→ JOB: Begin at the line in the records below that contains "the seal nostril" and stop after the line that contains "[948,510,970,548]", reproducing only those lines, with their wording unchanged and the pictures left out. Scale every bounding-box coordinate in the answers by 1.85 and round each result to a whole number, rounding halves up.

→ DATA RECORDS:
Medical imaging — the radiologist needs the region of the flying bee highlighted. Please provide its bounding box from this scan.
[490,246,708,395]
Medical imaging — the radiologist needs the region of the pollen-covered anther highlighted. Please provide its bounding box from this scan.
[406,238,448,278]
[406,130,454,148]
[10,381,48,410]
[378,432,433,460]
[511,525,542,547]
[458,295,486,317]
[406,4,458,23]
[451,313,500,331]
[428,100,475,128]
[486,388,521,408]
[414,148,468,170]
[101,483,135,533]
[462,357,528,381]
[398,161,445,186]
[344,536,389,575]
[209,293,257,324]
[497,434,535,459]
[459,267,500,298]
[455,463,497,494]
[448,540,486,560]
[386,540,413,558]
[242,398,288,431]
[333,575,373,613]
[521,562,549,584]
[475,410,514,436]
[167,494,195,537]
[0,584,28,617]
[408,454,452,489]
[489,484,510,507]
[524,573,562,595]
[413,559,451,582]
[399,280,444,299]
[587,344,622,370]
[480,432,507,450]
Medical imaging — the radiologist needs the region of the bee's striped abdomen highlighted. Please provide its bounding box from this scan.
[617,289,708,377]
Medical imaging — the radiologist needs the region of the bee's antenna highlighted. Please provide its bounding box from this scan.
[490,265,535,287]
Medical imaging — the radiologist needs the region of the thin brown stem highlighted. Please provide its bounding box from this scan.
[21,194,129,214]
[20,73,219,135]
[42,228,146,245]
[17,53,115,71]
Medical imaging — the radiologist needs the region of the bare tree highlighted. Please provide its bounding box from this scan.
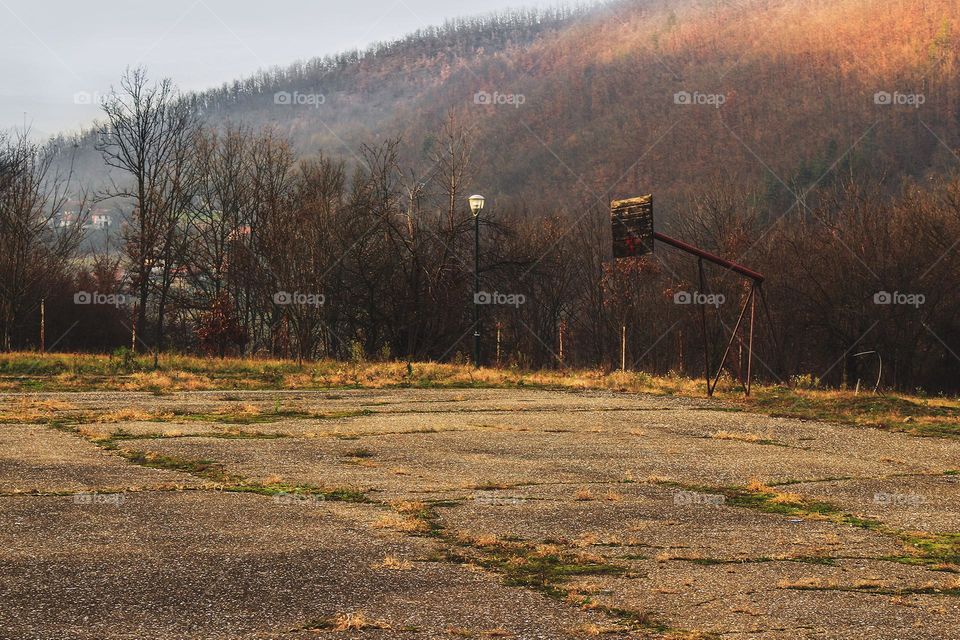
[97,68,199,360]
[0,131,88,351]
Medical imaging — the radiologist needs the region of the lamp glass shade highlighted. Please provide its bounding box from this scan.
[470,196,486,216]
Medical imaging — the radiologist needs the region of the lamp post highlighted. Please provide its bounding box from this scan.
[470,195,486,369]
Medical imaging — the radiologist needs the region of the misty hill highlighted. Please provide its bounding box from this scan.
[63,0,960,222]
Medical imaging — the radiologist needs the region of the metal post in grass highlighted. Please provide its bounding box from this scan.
[470,195,486,369]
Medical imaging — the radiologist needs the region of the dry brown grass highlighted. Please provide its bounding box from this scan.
[373,556,413,571]
[95,407,173,423]
[331,611,390,631]
[373,513,430,533]
[390,500,427,515]
[710,430,769,442]
[573,622,623,638]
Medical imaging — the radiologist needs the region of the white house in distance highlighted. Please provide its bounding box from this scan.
[90,211,113,229]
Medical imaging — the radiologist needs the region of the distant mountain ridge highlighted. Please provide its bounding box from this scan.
[60,0,960,222]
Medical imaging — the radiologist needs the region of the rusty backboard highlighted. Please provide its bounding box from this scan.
[610,195,653,258]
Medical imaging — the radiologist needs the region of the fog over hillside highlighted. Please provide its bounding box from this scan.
[0,0,960,389]
[50,0,960,225]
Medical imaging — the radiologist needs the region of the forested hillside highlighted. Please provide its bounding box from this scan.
[65,0,960,220]
[198,0,960,217]
[11,0,960,391]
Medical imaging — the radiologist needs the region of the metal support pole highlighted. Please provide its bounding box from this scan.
[697,258,713,397]
[473,212,480,369]
[40,298,47,355]
[747,283,757,398]
[620,325,627,371]
[707,287,754,396]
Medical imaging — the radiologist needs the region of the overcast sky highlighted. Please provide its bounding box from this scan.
[0,0,557,137]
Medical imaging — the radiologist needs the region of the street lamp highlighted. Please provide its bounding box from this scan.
[470,195,486,369]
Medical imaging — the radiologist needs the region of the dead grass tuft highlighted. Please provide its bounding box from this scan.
[373,513,430,533]
[332,612,390,631]
[373,556,413,571]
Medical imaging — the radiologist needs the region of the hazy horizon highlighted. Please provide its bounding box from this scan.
[0,0,558,138]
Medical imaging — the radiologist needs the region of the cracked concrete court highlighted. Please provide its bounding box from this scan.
[0,389,960,640]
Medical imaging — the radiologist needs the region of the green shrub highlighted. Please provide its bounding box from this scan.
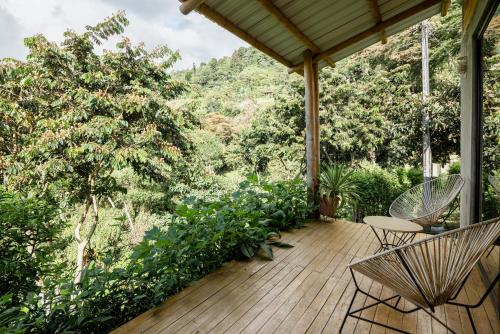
[352,164,406,222]
[0,178,308,333]
[406,167,424,188]
[448,161,460,175]
[0,188,66,305]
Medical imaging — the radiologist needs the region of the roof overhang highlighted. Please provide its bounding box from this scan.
[180,0,450,72]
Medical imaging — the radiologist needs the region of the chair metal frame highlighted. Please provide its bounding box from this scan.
[389,174,464,229]
[339,256,500,334]
[340,217,500,333]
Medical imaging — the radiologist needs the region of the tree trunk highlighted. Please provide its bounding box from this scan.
[108,196,116,209]
[420,20,432,182]
[74,201,90,284]
[123,201,135,232]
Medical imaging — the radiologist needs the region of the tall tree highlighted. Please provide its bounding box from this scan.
[0,12,188,283]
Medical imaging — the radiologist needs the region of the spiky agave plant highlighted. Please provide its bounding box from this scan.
[320,164,359,217]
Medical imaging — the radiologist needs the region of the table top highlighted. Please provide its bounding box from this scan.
[363,216,423,233]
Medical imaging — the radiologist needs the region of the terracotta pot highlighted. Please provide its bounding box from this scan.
[319,196,340,218]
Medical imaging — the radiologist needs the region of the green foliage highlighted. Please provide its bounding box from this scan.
[319,164,359,207]
[448,161,460,175]
[0,13,187,203]
[0,187,66,303]
[0,177,308,333]
[353,164,406,222]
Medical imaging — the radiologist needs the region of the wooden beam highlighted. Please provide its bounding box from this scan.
[292,0,441,71]
[257,0,335,73]
[257,0,321,53]
[368,0,387,44]
[441,0,451,16]
[179,0,205,15]
[304,50,320,219]
[196,4,292,67]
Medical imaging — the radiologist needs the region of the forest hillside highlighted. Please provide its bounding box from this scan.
[0,1,500,333]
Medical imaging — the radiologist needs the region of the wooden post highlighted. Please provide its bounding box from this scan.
[420,20,432,182]
[304,50,320,219]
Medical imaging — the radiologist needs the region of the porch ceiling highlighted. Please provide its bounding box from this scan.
[180,0,449,70]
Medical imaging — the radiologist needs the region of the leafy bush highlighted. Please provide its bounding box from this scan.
[406,167,424,188]
[0,178,308,333]
[448,161,460,175]
[0,188,65,304]
[353,164,406,222]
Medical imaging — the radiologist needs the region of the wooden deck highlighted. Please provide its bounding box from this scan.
[115,221,500,334]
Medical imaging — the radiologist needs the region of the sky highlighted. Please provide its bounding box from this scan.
[0,0,247,69]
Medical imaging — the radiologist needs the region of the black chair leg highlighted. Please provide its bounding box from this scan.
[339,289,359,333]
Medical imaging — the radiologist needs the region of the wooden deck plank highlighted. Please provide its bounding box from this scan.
[268,220,370,333]
[114,221,500,334]
[148,223,324,333]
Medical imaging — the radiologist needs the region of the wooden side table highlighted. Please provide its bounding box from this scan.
[363,216,423,253]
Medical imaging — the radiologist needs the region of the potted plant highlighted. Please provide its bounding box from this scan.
[319,164,359,218]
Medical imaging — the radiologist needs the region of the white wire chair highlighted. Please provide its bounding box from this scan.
[389,174,464,227]
[488,175,500,196]
[340,217,500,333]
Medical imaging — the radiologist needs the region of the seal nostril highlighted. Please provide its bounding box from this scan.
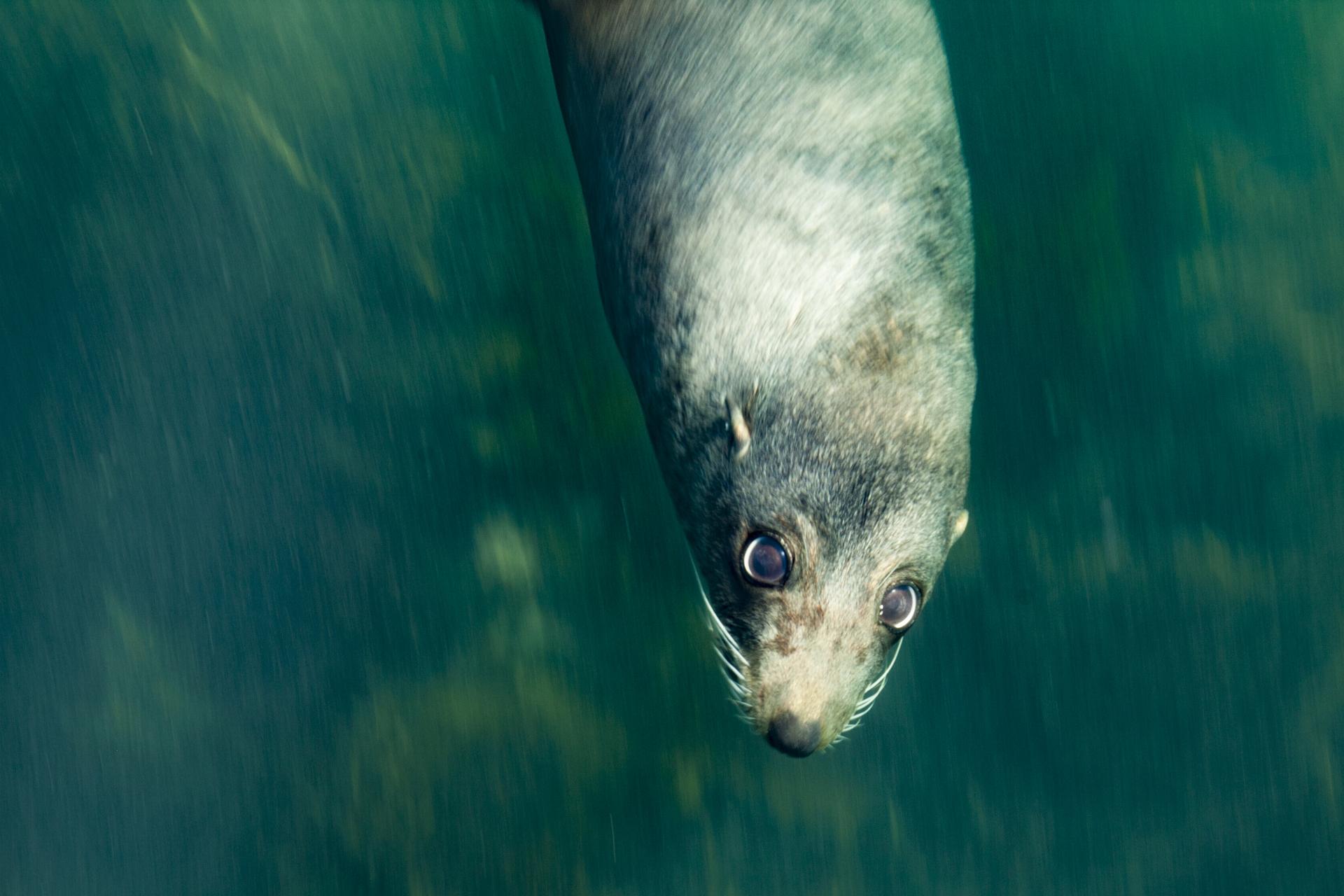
[764,712,821,759]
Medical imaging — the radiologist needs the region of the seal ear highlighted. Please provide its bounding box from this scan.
[948,510,970,548]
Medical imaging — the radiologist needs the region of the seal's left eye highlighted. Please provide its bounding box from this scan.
[879,582,922,634]
[742,532,789,589]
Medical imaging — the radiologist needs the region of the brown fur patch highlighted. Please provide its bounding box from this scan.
[840,318,906,373]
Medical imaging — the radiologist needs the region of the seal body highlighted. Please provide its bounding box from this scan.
[540,0,974,755]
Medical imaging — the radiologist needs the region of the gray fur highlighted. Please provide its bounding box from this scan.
[543,0,974,746]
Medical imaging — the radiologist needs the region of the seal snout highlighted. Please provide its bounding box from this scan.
[764,712,821,759]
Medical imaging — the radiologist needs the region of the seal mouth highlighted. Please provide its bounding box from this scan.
[691,563,904,757]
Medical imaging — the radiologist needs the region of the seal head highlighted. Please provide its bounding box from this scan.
[543,0,974,756]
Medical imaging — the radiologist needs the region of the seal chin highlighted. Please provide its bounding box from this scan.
[764,712,821,759]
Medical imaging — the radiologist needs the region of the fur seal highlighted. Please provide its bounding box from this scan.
[533,0,976,756]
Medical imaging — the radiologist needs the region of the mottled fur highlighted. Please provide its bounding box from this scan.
[532,0,974,746]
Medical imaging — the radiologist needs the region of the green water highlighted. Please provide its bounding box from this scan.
[0,0,1344,896]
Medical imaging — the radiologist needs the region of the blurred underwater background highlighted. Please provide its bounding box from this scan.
[0,0,1344,896]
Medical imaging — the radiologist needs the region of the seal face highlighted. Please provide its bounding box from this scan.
[540,0,974,756]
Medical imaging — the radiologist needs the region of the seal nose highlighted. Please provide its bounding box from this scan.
[764,712,821,759]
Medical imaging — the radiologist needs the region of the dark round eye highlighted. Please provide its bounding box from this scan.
[742,533,789,589]
[881,582,920,634]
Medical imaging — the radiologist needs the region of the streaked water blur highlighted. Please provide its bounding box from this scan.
[0,0,1344,896]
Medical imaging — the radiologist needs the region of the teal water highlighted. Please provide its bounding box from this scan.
[0,0,1344,896]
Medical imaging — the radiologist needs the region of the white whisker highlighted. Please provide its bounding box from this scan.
[836,639,904,740]
[691,560,755,725]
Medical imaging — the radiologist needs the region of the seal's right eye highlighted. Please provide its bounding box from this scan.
[742,532,789,589]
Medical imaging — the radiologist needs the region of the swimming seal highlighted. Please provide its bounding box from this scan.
[535,0,976,756]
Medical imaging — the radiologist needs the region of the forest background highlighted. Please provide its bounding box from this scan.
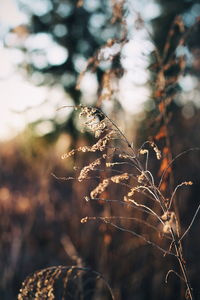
[0,0,200,300]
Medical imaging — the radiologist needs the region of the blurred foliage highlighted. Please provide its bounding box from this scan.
[0,0,200,300]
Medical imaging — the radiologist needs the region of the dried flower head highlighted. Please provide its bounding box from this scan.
[78,158,101,182]
[90,178,110,199]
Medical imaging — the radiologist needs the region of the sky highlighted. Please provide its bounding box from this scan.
[0,0,182,141]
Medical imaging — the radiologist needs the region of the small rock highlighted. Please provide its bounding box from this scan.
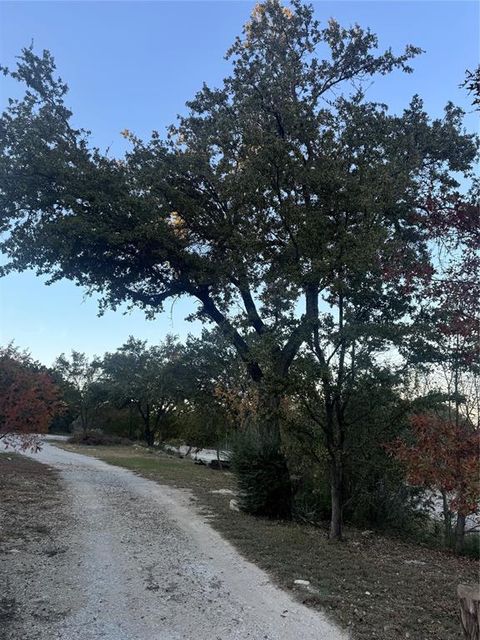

→ SOLUTION TO THIS EXERCISE:
Medical imaging — the radiologist needs the region of the seal nostril highlighted. Please provide its bounding box from this scan.
[1413,1317,1519,1404]
Medical imaging — the radiologist needs the region of the seal ear highlighted. Please provide its bounding box from this scan.
[1754,944,1795,1014]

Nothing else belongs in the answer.